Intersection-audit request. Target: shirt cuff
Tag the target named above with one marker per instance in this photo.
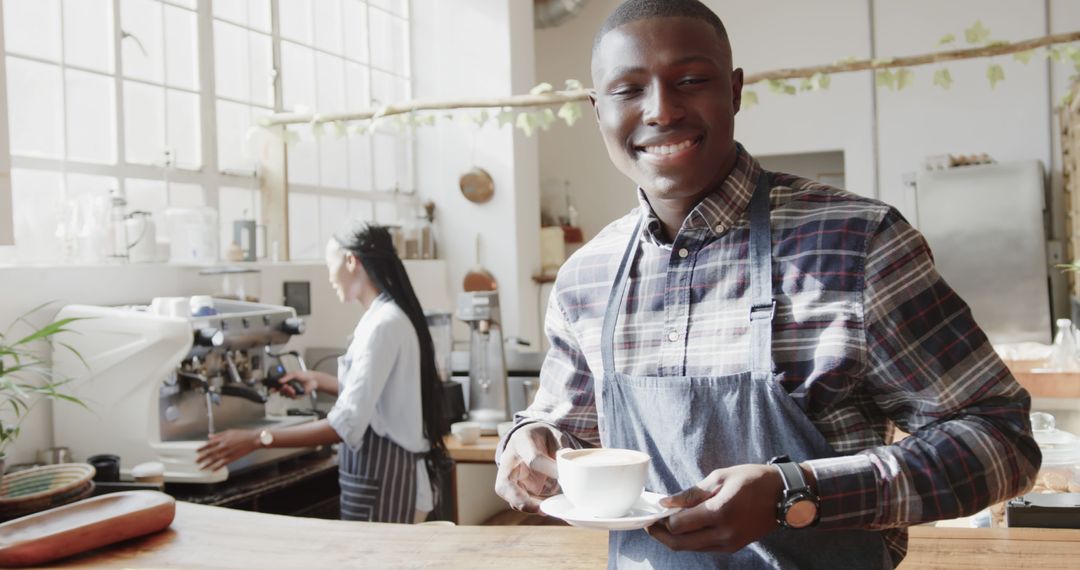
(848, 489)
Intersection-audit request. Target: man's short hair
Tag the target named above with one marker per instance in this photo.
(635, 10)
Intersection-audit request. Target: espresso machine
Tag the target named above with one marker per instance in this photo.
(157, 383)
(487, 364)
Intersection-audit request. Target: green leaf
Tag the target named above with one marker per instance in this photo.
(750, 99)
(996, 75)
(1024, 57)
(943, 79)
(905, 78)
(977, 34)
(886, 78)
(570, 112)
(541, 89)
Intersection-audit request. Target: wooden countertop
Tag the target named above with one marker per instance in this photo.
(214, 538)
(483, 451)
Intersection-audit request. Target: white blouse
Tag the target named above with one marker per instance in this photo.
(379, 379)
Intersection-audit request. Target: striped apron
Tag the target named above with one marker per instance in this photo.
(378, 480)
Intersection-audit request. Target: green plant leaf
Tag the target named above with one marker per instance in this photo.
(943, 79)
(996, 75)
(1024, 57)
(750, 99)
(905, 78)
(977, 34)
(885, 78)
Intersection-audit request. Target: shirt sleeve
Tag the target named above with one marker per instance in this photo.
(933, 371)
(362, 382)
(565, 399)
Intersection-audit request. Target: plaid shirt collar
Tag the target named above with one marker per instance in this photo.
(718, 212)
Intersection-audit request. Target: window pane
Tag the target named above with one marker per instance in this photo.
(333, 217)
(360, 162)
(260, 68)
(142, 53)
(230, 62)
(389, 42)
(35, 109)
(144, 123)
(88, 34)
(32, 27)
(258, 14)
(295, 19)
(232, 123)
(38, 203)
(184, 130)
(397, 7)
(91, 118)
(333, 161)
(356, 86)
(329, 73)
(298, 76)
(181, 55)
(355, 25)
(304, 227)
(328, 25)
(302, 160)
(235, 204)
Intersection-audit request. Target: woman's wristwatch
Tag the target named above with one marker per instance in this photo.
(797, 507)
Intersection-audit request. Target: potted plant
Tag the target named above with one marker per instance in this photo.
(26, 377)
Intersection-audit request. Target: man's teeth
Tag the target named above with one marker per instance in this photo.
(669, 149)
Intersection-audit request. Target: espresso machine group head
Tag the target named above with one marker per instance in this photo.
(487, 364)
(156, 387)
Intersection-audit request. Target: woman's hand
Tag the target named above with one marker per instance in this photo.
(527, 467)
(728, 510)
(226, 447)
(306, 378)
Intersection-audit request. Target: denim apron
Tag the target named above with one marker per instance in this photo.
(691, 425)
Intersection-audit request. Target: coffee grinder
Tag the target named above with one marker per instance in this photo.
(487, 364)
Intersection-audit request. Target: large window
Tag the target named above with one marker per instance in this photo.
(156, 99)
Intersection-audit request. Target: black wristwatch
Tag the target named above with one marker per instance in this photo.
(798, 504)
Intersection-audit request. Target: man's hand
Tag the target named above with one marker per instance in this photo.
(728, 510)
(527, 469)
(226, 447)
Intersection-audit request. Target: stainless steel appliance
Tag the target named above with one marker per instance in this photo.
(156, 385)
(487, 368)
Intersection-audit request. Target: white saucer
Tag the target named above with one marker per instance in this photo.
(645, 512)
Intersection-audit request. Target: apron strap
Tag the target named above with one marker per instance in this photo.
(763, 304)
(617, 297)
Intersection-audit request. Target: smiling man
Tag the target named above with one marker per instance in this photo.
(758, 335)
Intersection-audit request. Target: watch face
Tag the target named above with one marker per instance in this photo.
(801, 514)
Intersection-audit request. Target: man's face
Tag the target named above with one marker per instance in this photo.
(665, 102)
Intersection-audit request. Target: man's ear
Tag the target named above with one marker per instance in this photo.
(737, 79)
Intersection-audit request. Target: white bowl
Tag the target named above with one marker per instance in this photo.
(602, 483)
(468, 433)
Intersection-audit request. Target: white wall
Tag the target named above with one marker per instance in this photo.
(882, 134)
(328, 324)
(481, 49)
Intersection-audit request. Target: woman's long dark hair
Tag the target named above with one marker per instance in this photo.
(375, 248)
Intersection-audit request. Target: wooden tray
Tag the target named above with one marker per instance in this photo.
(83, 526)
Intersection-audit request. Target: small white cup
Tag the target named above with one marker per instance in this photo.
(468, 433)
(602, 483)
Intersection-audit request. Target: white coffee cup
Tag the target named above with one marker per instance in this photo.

(WHAT IS NEEDED)
Using the records above, retype everything exactly except the pictures.

(THE OUTPUT)
Intersection-audit request. Target: shirt cuff
Tag the target named above with one marker per instance in this photo.
(848, 489)
Intersection-audit request. Target: man's short hair
Tag the target named above with one marker per instance in this photo.
(635, 10)
Intersection-audit request. Target: espresso machine
Tag the target named above with one marker per instance in this photo.
(157, 383)
(487, 364)
Intersection-audit request. Target: green leaf
Tag the target named above with one marker per instance in this photo.
(750, 99)
(996, 75)
(1024, 57)
(943, 79)
(905, 78)
(977, 34)
(886, 78)
(570, 112)
(541, 89)
Intersection-audit request. Target: wooden countertop
Tag the target named above with one marker per instance in this photo.
(214, 538)
(483, 451)
Intersection-audit request. Target: white blouse
Tag the target named above with one marker per instance in this photo.
(379, 379)
Intersection-audit request. Target: striped apron
Tag the target named above with one marker per instance in this photo.
(378, 480)
Intersection-audit request. Target: green plant leaf
Tag the target named above with one marker per instance in this photo.
(943, 79)
(996, 75)
(1024, 57)
(750, 99)
(905, 78)
(977, 34)
(885, 78)
Intersection-audit request. Target: shirt sleeve
Tag the target named above with one marker per instance in this photo.
(933, 371)
(362, 382)
(565, 399)
Intersection-audit request. Target: plaid shirt collar
Tag the target named above with one marker per instance in this photo.
(718, 212)
Intersection-audit request. Target: window pane
Tag the target named above with one marker per instance in this photo.
(333, 217)
(360, 162)
(260, 68)
(142, 53)
(230, 62)
(389, 42)
(35, 109)
(144, 123)
(88, 34)
(32, 27)
(258, 14)
(295, 19)
(232, 123)
(38, 203)
(184, 130)
(397, 7)
(91, 118)
(333, 161)
(356, 86)
(329, 73)
(298, 76)
(181, 55)
(355, 25)
(304, 227)
(328, 25)
(302, 160)
(235, 204)
Intersection-audit request. Target: woman's wristwatch
Tag the target named above with one marker per instance in this photo.
(797, 507)
Intersection-audit request. Target: potted plant
Tag the target named above with one marker per instance in this photo.
(26, 377)
Intersection-audit request. Target: man's teeth
Tag the target named above with one marker per instance in this photo.
(669, 149)
Intersection-audit request. Target: espresso machine group head
Tag the target named above with one marker per instance in this photo.
(487, 364)
(156, 387)
Intersection-audit request. Target: woman's hand
Tag the target named above with one marker per instance in this photo.
(527, 467)
(728, 510)
(226, 447)
(306, 378)
Intersection-audit request. Target: denim apron
Tag the target named above with one marker per instance in this photo.
(691, 425)
Intersection-audit request. Target: coffee grinder
Tag the target named above with one marker per instance in this photo.
(487, 364)
Intersection-audit request. Target: large window
Tag the target named above with one marker per instance in this photo.
(156, 99)
Intersection-audit request. Target: black wristwatch
Tag the target named above with one marker per instance in this photo.
(798, 504)
Intersection-audit request. Target: man's hand
Tag the target named above with one marker per instance in this photo.
(728, 510)
(527, 469)
(226, 447)
Intersection-audit request. Target: stainless steel appliance
Tag the target named above with one marker per instance in this photo.
(156, 385)
(487, 368)
Intersection-audit request. Target: white saucer
Tag the target named above with one marker per instance in this photo.
(645, 512)
Intersection-audit request. Target: apron strap
Tag the target named above with one marker per instance in this photo.
(763, 304)
(617, 297)
Intersection-audit request. Target: smiling man
Tag the target named above with one marker per instance in this photo.
(758, 335)
Intersection-audit request. Target: watch face
Tag the target named above with one marker per instance in this photo.
(801, 514)
Intersection-audit request. Target: man's face
Tag the target named above with one marker per instance in this photo.
(665, 102)
Intersection-audit request. Target: man's ear
Tag the target named above with one marker per instance in this photo.
(737, 79)
Intersection-audit request. Target: white bowl
Tag the target named above with one marker per instance in this photo.
(602, 483)
(468, 433)
Intersection-audit request. Target: white wall
Tag the target named above with one marker per instance in this photo.
(882, 134)
(328, 324)
(481, 49)
Intersection-audit request. Target: woman's long dark hair
Tag the target named above with one marker per instance in this photo.
(375, 248)
Intersection-audit request. Target: wooden tray
Tag the target named above with one marker per instance in this photo.
(83, 526)
Intersection-audit request. Target: small white cup
Tag the target named above with one marker per instance in this photo.
(468, 433)
(602, 483)
Intersection-audit request. Target: white coffee cup
Tag the target named above with one marker per instance in this photo.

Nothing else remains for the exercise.